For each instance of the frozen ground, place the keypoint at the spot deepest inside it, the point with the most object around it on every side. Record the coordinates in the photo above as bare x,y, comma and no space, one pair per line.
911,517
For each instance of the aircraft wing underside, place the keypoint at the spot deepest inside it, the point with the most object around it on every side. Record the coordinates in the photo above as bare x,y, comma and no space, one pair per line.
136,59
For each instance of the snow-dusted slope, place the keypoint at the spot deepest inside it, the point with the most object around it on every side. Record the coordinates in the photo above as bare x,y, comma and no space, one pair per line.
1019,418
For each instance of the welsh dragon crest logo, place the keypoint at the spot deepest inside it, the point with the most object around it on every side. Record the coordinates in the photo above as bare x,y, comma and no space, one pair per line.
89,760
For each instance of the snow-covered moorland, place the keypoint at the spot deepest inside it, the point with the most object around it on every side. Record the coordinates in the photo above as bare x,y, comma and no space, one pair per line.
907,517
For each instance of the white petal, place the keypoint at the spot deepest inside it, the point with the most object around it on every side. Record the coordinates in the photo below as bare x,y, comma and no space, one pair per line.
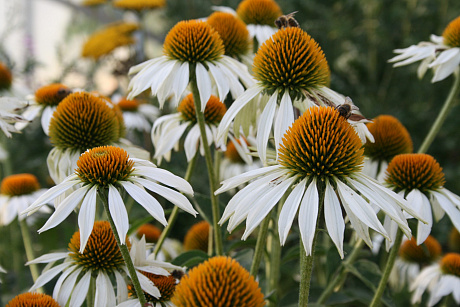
308,214
145,200
264,126
86,216
65,208
118,212
80,290
289,210
175,197
204,84
333,218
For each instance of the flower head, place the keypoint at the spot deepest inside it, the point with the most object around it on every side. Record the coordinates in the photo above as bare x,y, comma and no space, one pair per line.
192,48
391,138
441,279
320,152
233,33
168,130
291,69
17,192
219,279
45,101
32,300
197,237
260,16
419,178
442,53
5,77
109,38
109,168
139,5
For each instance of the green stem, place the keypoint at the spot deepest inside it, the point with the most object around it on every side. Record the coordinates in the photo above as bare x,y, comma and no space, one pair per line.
29,251
124,252
341,272
306,262
209,164
442,115
388,268
260,245
175,211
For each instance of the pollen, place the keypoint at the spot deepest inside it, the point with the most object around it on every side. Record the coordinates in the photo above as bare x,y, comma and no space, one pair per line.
259,12
19,184
5,77
165,284
323,144
130,105
450,264
104,41
415,171
232,31
391,139
219,281
101,252
197,237
83,121
139,5
451,34
213,112
32,299
232,154
193,41
151,233
52,95
104,165
291,60
422,254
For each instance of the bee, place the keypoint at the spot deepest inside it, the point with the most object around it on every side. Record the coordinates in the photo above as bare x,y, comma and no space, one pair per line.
286,21
345,110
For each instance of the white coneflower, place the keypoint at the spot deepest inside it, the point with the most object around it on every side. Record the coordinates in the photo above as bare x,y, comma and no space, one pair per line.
320,151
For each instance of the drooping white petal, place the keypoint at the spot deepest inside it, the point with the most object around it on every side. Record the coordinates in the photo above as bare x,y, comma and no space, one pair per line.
165,177
80,290
175,197
240,179
118,212
145,200
204,84
264,126
65,208
284,119
86,216
333,218
289,210
308,215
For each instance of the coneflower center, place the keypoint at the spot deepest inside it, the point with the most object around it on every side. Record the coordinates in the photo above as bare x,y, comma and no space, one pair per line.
421,254
213,112
165,284
451,34
193,41
83,121
52,95
101,251
291,60
415,171
450,264
391,139
104,165
31,299
260,12
323,144
233,32
19,184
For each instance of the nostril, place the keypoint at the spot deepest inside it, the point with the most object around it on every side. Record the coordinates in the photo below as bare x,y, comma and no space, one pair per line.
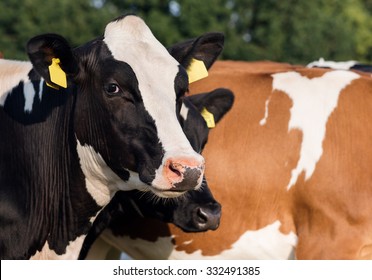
202,216
174,167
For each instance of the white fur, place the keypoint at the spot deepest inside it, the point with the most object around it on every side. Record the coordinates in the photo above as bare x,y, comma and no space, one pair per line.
11,74
313,102
72,251
340,65
101,181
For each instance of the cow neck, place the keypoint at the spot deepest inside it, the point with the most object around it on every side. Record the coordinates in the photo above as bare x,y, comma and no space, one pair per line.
56,205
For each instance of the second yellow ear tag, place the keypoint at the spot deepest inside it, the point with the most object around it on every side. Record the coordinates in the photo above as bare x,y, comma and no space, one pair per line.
57,75
208,117
196,70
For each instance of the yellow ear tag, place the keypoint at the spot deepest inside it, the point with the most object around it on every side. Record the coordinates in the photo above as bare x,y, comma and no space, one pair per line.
196,70
208,117
57,75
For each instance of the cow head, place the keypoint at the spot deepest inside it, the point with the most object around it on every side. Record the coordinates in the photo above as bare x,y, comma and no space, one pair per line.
126,87
197,210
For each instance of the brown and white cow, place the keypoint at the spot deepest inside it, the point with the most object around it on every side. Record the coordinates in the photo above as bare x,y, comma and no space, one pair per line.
291,165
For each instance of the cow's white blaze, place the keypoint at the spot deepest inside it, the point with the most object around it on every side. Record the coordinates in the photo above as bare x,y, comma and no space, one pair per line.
131,41
313,102
101,181
11,74
266,243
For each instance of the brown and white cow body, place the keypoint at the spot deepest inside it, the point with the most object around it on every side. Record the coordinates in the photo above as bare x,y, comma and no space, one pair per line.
291,165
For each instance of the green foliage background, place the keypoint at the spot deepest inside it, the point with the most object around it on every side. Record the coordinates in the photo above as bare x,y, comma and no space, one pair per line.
282,30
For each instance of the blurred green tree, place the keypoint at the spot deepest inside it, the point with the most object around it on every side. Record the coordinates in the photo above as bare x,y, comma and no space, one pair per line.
77,20
292,31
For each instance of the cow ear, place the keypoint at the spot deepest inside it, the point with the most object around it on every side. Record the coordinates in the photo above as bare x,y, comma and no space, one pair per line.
43,48
206,48
217,102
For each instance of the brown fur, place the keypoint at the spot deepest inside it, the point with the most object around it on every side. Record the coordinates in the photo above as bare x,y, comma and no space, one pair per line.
248,167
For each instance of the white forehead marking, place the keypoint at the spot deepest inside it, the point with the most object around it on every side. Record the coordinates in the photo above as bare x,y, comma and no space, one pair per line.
11,74
341,65
131,41
101,181
313,102
266,243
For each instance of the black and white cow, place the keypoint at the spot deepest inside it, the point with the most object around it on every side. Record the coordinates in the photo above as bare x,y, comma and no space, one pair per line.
196,211
64,152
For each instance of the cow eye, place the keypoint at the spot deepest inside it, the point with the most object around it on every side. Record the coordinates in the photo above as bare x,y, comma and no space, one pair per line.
112,89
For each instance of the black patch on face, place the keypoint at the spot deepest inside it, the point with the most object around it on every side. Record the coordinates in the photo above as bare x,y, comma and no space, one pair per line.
113,120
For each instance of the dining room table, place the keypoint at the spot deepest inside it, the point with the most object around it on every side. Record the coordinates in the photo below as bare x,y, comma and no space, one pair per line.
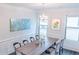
36,47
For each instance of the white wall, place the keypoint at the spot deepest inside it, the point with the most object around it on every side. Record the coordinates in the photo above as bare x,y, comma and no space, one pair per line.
61,13
7,38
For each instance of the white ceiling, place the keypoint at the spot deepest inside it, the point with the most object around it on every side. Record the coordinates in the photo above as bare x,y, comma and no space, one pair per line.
39,6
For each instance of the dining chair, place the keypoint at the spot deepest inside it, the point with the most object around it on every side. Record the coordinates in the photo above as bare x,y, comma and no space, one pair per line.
51,49
32,39
16,45
37,37
61,46
25,42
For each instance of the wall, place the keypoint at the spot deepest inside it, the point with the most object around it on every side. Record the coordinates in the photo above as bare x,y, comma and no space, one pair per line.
7,38
61,13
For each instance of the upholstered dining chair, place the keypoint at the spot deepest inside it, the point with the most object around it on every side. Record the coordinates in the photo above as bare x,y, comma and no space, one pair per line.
16,45
32,39
25,42
37,37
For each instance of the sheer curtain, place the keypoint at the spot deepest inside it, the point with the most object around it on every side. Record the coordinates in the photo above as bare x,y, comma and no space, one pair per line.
72,29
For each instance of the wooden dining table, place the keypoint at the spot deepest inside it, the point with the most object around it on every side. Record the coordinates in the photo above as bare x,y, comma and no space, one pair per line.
36,47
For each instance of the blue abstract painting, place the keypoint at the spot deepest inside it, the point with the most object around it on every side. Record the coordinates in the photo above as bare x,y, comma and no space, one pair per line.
19,24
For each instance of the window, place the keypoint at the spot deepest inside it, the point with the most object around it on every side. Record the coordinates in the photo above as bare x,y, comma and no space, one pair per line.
43,25
72,29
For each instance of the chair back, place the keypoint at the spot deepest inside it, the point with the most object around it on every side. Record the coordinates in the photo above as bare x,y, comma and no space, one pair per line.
16,45
31,39
37,37
25,42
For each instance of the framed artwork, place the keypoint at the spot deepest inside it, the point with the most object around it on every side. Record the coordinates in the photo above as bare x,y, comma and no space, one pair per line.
55,24
19,24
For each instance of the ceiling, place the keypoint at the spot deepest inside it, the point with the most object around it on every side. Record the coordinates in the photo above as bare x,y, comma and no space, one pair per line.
39,6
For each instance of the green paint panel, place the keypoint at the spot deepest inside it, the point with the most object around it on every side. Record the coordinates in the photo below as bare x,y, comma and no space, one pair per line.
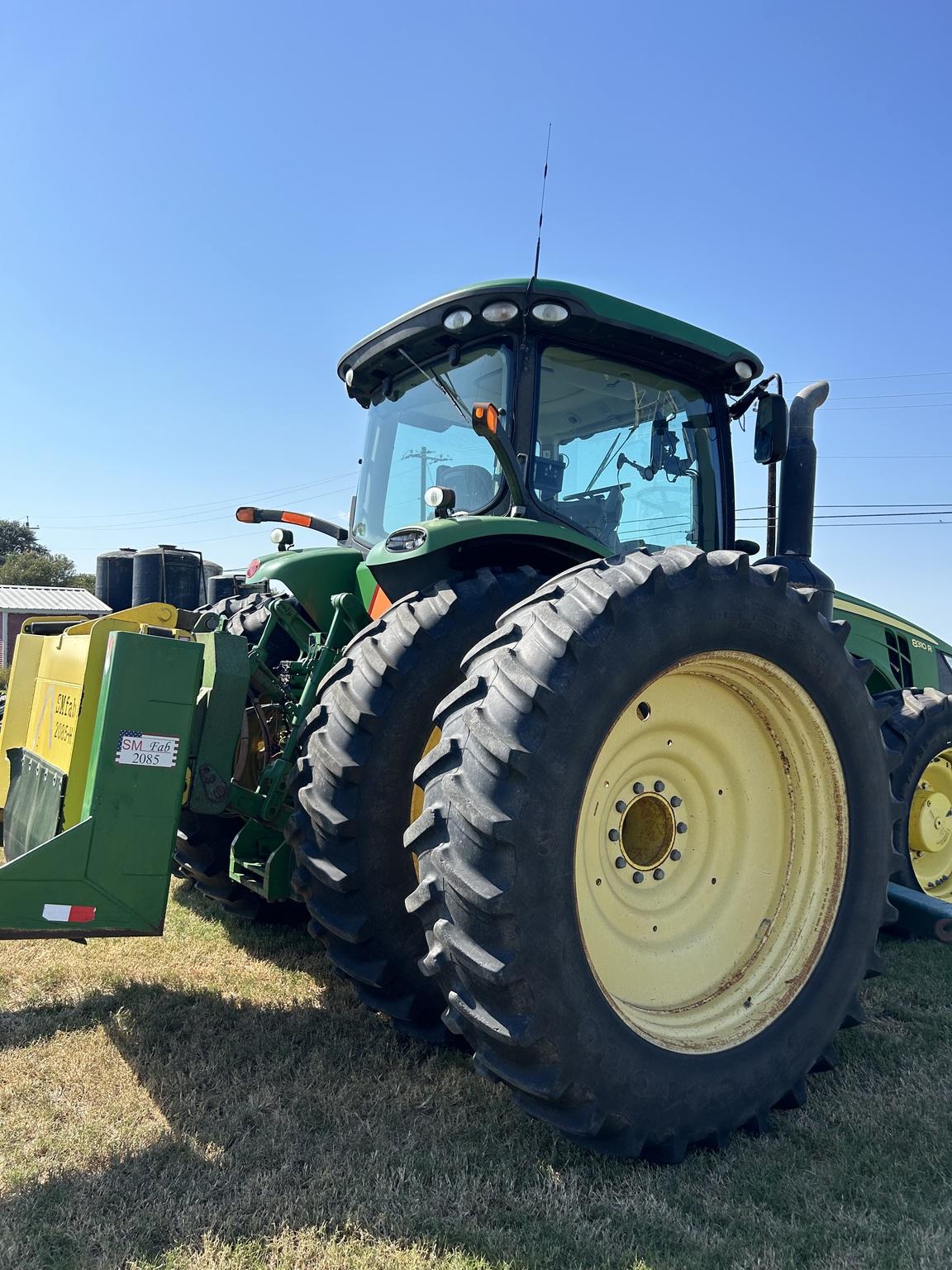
603,306
221,705
904,654
312,575
113,867
450,532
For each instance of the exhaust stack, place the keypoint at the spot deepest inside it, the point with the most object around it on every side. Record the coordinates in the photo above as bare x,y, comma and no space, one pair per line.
795,539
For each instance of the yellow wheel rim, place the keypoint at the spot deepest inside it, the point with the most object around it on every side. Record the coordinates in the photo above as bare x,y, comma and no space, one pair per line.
710,851
418,795
931,827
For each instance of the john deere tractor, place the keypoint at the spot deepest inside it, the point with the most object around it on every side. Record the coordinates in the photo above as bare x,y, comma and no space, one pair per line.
554,766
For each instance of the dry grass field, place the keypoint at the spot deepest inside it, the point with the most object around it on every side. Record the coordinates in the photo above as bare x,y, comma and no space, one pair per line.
217,1099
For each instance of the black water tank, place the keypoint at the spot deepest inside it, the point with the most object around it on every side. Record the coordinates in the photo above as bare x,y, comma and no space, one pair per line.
────
> **Set exercise**: Set down, word for word, every line from the line that holds "For each instance of the dry" to the end of the entries above, including both ends.

> **Written answer**:
For each instance of the dry grass field, place the keypoint at the spot deepest inside it, the point with the most object around it on every side. Record the coordinates in the photo above as bare x,y, comma and no space, one pair per line.
217,1099
For each instance of the black water tank, place the keypoint at the spot deepest inside it, the point with the most object around it on every side. Record the coordinates in the photo above as bare x,y, comma and no space, one pair per line.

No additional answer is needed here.